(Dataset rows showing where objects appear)
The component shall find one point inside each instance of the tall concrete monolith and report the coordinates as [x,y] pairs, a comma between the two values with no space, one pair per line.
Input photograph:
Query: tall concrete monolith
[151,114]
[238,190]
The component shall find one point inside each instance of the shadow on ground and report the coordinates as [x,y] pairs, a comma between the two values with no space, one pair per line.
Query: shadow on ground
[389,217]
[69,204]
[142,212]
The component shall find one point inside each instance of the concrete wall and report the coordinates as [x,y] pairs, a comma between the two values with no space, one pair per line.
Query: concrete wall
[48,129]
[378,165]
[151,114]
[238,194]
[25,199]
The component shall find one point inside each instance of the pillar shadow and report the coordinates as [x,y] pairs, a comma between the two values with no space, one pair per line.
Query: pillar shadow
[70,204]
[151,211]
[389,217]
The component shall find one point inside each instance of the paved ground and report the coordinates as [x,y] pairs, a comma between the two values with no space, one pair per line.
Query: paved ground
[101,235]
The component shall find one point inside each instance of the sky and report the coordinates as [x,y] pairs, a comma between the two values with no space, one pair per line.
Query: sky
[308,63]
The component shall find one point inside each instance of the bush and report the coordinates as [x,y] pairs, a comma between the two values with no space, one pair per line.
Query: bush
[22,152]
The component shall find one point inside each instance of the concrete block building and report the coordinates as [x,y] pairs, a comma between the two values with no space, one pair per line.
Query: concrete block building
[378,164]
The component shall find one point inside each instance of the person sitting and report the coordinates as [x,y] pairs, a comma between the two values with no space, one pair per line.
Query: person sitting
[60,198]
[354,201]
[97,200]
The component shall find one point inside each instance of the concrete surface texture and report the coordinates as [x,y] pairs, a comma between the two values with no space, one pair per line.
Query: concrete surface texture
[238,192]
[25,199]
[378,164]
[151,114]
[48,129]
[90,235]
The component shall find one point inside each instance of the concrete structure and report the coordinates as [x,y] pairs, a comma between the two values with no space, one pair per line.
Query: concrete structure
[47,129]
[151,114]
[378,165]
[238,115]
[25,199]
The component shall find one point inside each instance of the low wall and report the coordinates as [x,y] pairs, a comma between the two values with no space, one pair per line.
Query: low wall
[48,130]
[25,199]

* [Task objective]: Copy the records above line for line, with no changes.

* [Correct response]:
The component shall find one point inside each instance of the tall concrete monolith and report the coordinates as [x,y] pairs, a comma between the two values with no space, one pair per line.
Input photograph:
Query: tall concrete monolith
[151,114]
[238,190]
The component shall find one point inside each instance of the shadow on ground and report the coordinates as [x,y] pairs, a comma between the two values with no space, one pair per line.
Query: shadow on ground
[389,217]
[69,204]
[142,212]
The component shall find one point inside each instance of the concrete wall and report the coordinates as [x,y] pairs, a comma between the two values with no space, one pair per line.
Query: concrete wall
[48,129]
[378,165]
[151,114]
[238,194]
[25,199]
The component shall find one point inside each instance of the pillar shadow and report the coordinates as [x,y] pairs, a comma between the two values with no space, one pair per line.
Query: pillar shadow
[70,204]
[151,211]
[389,217]
The component shall find one point inside each instance of the paved ground and report the coordinates as [x,y] pairs, a comma between the two values with no space, one pair per line.
Query: paved ground
[101,235]
The component shall find one point inside each instance of the sky and report the coordinates as [x,y] pairs, a comma between the two values with no space, one pair per line.
Query: sky
[308,63]
The component shall find one point inside each instance of the bush and report the coordinates as [x,y] pairs, a comma between the two values with no space, one pair per line.
Query: bush
[22,152]
The component shall find one point inside each instance of the concrete block building and report the coordinates as [x,y] pairs, a comma between the two values with no space, one pair per line.
Query: concrete block building
[378,164]
The component shall find one point inside each instance of the person sitting and report the coordinates as [x,y] pairs, a comma between the two values with no space, one pair per line.
Query: person sitting
[60,198]
[354,201]
[97,200]
The component shall find one point inside each instance of the concrete surface texture and report the coordinates as [x,y] pairs, a comma between the two values with no space, one pair per line.
Query: concrete surface texture
[238,192]
[25,199]
[378,164]
[151,114]
[48,129]
[90,235]
The component shall find one point inside each instance of the concrete structure and report the coordinates as [x,y] pairs, a comma between the two values with no space, one pair per line.
Query: concrete structure
[47,129]
[151,114]
[378,165]
[238,115]
[25,199]
The component shall find one point inside each instance of the low wall and report the coordinates as [x,y] pairs, a comma between the two values with no space, one pair per line.
Query: low wall
[48,130]
[25,199]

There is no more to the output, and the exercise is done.